— Supplied data —
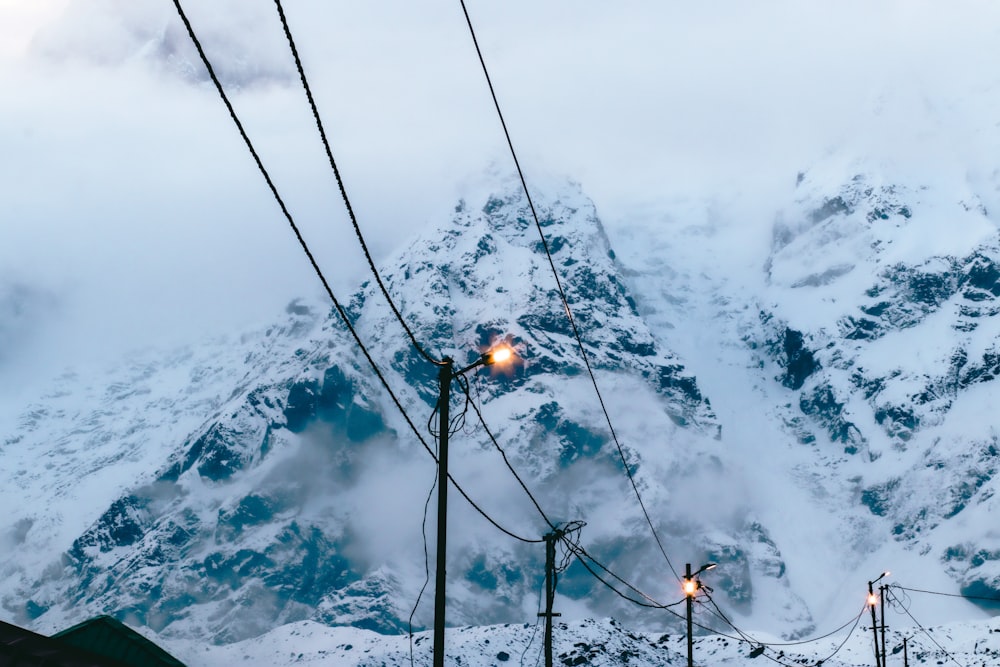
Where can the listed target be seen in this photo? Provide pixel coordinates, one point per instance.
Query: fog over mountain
(776, 227)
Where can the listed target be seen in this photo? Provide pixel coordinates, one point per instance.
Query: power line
(339, 308)
(427, 563)
(343, 189)
(926, 632)
(465, 389)
(562, 292)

— Directive —
Update the material by replacing every "photo" with "image" and changing nothing else. Leave the picture out of your answer.

— Output for this task —
Where can the listed target be seen in this image? Provide pixel coordinates, one point per instance.
Query: fog over mountain
(776, 227)
Where can the listed target be seen in this image? Provide pixel coordinates, one point per instance.
Query: power line
(339, 308)
(427, 563)
(343, 189)
(926, 632)
(465, 389)
(562, 292)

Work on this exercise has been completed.